EXERCISE AIM →
Reproduce the records precisely. Every line should be included.

(Source data)
****************************************

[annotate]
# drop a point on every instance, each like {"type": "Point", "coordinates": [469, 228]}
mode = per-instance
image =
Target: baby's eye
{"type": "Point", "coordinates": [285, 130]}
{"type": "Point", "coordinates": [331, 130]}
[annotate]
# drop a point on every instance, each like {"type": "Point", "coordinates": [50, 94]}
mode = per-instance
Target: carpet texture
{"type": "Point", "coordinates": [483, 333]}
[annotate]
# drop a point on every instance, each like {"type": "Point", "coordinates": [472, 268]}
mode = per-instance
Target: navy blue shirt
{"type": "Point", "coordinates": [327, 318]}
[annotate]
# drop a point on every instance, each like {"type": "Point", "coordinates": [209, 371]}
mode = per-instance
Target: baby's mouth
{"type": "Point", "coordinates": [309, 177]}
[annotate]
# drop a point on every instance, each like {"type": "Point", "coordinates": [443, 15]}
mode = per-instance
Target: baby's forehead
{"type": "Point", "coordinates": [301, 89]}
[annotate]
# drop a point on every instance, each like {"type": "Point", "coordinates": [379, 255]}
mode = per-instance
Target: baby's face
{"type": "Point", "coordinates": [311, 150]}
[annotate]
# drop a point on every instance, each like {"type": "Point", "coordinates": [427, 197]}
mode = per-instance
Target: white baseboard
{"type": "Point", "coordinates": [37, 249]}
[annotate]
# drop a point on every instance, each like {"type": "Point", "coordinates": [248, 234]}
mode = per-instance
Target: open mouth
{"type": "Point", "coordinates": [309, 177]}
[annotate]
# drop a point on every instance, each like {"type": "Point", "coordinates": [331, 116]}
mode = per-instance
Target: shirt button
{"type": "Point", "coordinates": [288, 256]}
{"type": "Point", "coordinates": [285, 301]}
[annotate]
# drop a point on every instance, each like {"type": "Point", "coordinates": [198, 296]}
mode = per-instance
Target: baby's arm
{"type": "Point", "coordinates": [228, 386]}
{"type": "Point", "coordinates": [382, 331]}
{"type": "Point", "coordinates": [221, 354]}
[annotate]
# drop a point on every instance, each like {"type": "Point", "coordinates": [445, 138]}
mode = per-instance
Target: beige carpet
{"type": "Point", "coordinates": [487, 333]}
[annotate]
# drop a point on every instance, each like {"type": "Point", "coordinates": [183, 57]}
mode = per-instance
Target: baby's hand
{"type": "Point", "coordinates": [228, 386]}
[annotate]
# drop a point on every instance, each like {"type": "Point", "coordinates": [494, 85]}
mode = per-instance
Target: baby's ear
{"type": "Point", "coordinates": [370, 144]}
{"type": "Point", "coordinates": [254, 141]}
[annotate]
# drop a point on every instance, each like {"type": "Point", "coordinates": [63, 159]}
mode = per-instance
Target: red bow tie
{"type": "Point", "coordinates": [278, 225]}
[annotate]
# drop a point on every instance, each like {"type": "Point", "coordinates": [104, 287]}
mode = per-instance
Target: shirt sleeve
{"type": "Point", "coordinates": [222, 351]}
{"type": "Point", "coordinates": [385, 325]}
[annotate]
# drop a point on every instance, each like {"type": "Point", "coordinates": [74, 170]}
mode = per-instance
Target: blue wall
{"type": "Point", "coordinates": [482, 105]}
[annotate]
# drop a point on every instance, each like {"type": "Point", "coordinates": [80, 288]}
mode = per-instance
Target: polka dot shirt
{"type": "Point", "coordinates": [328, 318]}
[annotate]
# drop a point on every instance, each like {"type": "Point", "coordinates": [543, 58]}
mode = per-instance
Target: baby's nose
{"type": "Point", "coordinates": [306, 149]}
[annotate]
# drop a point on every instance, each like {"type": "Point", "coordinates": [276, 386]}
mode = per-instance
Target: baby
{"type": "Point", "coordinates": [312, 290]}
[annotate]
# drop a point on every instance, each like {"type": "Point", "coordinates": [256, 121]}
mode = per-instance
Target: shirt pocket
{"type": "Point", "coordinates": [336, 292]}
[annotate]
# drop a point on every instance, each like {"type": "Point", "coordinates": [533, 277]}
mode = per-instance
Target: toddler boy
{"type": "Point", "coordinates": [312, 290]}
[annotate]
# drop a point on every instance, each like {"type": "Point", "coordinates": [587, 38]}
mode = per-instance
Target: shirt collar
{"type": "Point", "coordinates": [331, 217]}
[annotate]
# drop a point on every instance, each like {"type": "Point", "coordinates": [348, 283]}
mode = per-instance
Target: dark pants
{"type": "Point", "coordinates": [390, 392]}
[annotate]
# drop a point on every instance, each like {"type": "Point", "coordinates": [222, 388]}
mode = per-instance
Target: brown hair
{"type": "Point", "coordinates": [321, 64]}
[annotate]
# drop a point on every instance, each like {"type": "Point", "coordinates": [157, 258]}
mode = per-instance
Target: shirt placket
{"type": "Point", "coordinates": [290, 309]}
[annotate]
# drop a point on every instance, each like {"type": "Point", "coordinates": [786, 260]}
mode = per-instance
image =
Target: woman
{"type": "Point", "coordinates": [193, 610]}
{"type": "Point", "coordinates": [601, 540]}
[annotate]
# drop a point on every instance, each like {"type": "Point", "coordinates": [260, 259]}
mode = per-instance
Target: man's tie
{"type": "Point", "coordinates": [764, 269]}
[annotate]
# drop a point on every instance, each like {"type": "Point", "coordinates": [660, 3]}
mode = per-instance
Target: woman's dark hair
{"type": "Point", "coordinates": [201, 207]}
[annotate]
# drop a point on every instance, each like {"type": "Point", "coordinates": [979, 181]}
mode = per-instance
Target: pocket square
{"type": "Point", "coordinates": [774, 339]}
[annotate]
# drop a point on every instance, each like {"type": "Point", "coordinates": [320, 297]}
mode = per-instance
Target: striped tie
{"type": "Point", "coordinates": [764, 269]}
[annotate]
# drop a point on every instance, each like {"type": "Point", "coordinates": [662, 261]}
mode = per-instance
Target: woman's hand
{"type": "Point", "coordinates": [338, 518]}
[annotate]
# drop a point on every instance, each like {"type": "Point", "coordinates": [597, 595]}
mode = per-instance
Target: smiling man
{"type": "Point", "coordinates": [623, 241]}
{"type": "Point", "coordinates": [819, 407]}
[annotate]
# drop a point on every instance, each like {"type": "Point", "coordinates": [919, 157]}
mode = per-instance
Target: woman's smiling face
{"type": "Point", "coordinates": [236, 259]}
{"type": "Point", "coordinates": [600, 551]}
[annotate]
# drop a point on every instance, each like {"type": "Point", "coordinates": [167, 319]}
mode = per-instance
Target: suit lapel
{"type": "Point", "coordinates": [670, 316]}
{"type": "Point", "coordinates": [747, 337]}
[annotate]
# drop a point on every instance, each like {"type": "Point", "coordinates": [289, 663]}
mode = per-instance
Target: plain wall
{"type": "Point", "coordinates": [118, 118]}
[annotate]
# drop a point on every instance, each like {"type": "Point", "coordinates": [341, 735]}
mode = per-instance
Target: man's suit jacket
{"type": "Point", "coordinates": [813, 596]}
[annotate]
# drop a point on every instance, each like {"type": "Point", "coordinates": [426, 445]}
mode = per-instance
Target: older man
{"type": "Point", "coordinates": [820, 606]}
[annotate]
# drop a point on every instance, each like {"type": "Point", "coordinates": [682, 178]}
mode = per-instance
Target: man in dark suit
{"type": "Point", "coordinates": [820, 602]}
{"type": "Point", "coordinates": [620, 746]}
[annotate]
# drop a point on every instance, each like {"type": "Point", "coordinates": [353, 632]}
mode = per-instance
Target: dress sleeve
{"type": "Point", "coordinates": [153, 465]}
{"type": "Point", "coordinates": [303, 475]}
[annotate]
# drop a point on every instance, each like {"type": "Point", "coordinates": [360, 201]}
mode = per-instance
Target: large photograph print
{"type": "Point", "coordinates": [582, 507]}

****************************************

COMPLETED EXERCISE →
[annotate]
# drop a point on every instance, each like {"type": "Point", "coordinates": [469, 228]}
mode = per-instance
image =
Target: baby's eye
{"type": "Point", "coordinates": [285, 130]}
{"type": "Point", "coordinates": [331, 130]}
[annotate]
# drop a point on every instance, each like {"type": "Point", "coordinates": [50, 94]}
mode = per-instance
Target: carpet texture
{"type": "Point", "coordinates": [483, 333]}
[annotate]
# drop a point on every instance, each like {"type": "Point", "coordinates": [472, 268]}
mode = per-instance
Target: navy blue shirt
{"type": "Point", "coordinates": [327, 318]}
[annotate]
# drop a point on every instance, each like {"type": "Point", "coordinates": [209, 371]}
mode = per-instance
Target: baby's mouth
{"type": "Point", "coordinates": [309, 177]}
[annotate]
# drop a point on every instance, each like {"type": "Point", "coordinates": [443, 15]}
mode = per-instance
Target: baby's forehead
{"type": "Point", "coordinates": [301, 89]}
[annotate]
# drop a point on every instance, each like {"type": "Point", "coordinates": [379, 255]}
mode = per-instance
Target: baby's face
{"type": "Point", "coordinates": [311, 150]}
[annotate]
# drop a point on every instance, each like {"type": "Point", "coordinates": [427, 197]}
mode = per-instance
Target: white baseboard
{"type": "Point", "coordinates": [37, 249]}
[annotate]
# drop a point on every instance, each like {"type": "Point", "coordinates": [248, 234]}
mode = per-instance
Target: open mouth
{"type": "Point", "coordinates": [309, 177]}
[annotate]
# drop a point on every instance, each like {"type": "Point", "coordinates": [331, 116]}
mode = per-instance
Target: shirt button
{"type": "Point", "coordinates": [288, 256]}
{"type": "Point", "coordinates": [285, 301]}
[annotate]
# drop a point on every instance, each like {"type": "Point", "coordinates": [198, 296]}
mode = per-instance
Target: baby's arm
{"type": "Point", "coordinates": [228, 386]}
{"type": "Point", "coordinates": [382, 331]}
{"type": "Point", "coordinates": [221, 354]}
[annotate]
# drop a point on every instance, each like {"type": "Point", "coordinates": [445, 138]}
mode = per-instance
Target: beige carpet
{"type": "Point", "coordinates": [487, 333]}
[annotate]
# drop a point on every instance, each like {"type": "Point", "coordinates": [183, 57]}
mode = per-instance
Target: baby's hand
{"type": "Point", "coordinates": [228, 386]}
[annotate]
# drop a point on every instance, each like {"type": "Point", "coordinates": [494, 85]}
mode = per-instance
Target: baby's ear
{"type": "Point", "coordinates": [370, 144]}
{"type": "Point", "coordinates": [254, 141]}
[annotate]
# drop a point on every instance, each like {"type": "Point", "coordinates": [63, 159]}
mode = per-instance
Target: red bow tie
{"type": "Point", "coordinates": [278, 225]}
[annotate]
# drop a point on every instance, each like {"type": "Point", "coordinates": [104, 287]}
mode = per-instance
Target: shirt sleeve
{"type": "Point", "coordinates": [222, 351]}
{"type": "Point", "coordinates": [385, 325]}
[annotate]
# drop a point on every instance, each like {"type": "Point", "coordinates": [74, 170]}
mode = per-instance
Target: blue wall
{"type": "Point", "coordinates": [482, 105]}
[annotate]
# drop a point on every instance, each like {"type": "Point", "coordinates": [80, 288]}
mode = per-instance
Target: polka dot shirt
{"type": "Point", "coordinates": [328, 318]}
[annotate]
# drop a point on every instance, each like {"type": "Point", "coordinates": [543, 58]}
mode = per-instance
Target: baby's nose
{"type": "Point", "coordinates": [306, 149]}
[annotate]
# drop a point on every instance, each like {"type": "Point", "coordinates": [276, 386]}
mode = per-instance
Target: baby
{"type": "Point", "coordinates": [312, 290]}
[annotate]
# drop a point on every instance, each like {"type": "Point", "coordinates": [256, 121]}
mode = per-instance
Target: shirt pocket
{"type": "Point", "coordinates": [336, 292]}
[annotate]
# drop a point on every instance, each like {"type": "Point", "coordinates": [533, 277]}
mode = per-instance
Target: toddler boy
{"type": "Point", "coordinates": [312, 290]}
[annotate]
# drop a point on every instance, each like {"type": "Point", "coordinates": [587, 38]}
mode = per-instance
Target: shirt collar
{"type": "Point", "coordinates": [331, 217]}
[annotate]
# drop a point on every instance, each like {"type": "Point", "coordinates": [348, 283]}
mode = per-instance
Target: dark pants
{"type": "Point", "coordinates": [390, 392]}
[annotate]
# drop a point on every instance, each like {"type": "Point", "coordinates": [222, 388]}
mode = per-instance
Target: brown hair
{"type": "Point", "coordinates": [321, 64]}
[annotate]
# drop a point on every instance, each like {"type": "Point", "coordinates": [157, 258]}
mode = per-instance
Target: shirt placket
{"type": "Point", "coordinates": [290, 309]}
[annotate]
# drop a point on every instance, each like {"type": "Point", "coordinates": [786, 260]}
mode = per-instance
image =
Target: woman
{"type": "Point", "coordinates": [193, 610]}
{"type": "Point", "coordinates": [601, 540]}
[annotate]
# drop a point on every instance, each like {"type": "Point", "coordinates": [260, 259]}
mode = per-instance
Target: man's tie
{"type": "Point", "coordinates": [764, 269]}
[annotate]
# drop a point on every instance, each like {"type": "Point", "coordinates": [660, 3]}
mode = per-instance
Target: woman's dark hair
{"type": "Point", "coordinates": [201, 207]}
[annotate]
# drop a point on every instance, each like {"type": "Point", "coordinates": [979, 181]}
mode = per-instance
Target: pocket square
{"type": "Point", "coordinates": [774, 339]}
[annotate]
# drop a point on every instance, each like {"type": "Point", "coordinates": [320, 297]}
mode = per-instance
Target: striped tie
{"type": "Point", "coordinates": [764, 269]}
[annotate]
# drop a point on every instance, each like {"type": "Point", "coordinates": [662, 261]}
mode = per-instance
Target: woman's hand
{"type": "Point", "coordinates": [338, 518]}
[annotate]
# drop a point on every instance, each like {"type": "Point", "coordinates": [597, 595]}
mode = per-instance
Target: smiling man
{"type": "Point", "coordinates": [623, 241]}
{"type": "Point", "coordinates": [819, 407]}
[annotate]
# drop a point on every instance, each like {"type": "Point", "coordinates": [919, 157]}
mode = per-instance
Target: woman's smiling face
{"type": "Point", "coordinates": [236, 259]}
{"type": "Point", "coordinates": [600, 551]}
[annotate]
# drop a point on every instance, each like {"type": "Point", "coordinates": [167, 319]}
mode = per-instance
Target: suit lapel
{"type": "Point", "coordinates": [670, 316]}
{"type": "Point", "coordinates": [747, 337]}
[annotate]
# drop a point on every instance, each like {"type": "Point", "coordinates": [289, 663]}
mode = per-instance
Target: plain wall
{"type": "Point", "coordinates": [118, 118]}
[annotate]
# drop a point on every instance, each like {"type": "Point", "coordinates": [341, 735]}
mode = per-instance
Target: man's suit jacket
{"type": "Point", "coordinates": [813, 596]}
[annotate]
# drop a point on every instance, each like {"type": "Point", "coordinates": [426, 445]}
mode = per-instance
Target: older man
{"type": "Point", "coordinates": [820, 606]}
[annotate]
# drop a point on every instance, each like {"type": "Point", "coordinates": [682, 178]}
mode = per-instance
Target: man in dark suit
{"type": "Point", "coordinates": [820, 602]}
{"type": "Point", "coordinates": [620, 746]}
[annotate]
# drop a point on every instance, each like {"type": "Point", "coordinates": [353, 632]}
mode = per-instance
Target: dress sleeve
{"type": "Point", "coordinates": [153, 465]}
{"type": "Point", "coordinates": [303, 475]}
[annotate]
# drop a point on every instance, each like {"type": "Point", "coordinates": [360, 201]}
mode = per-instance
Target: large photograph print
{"type": "Point", "coordinates": [582, 507]}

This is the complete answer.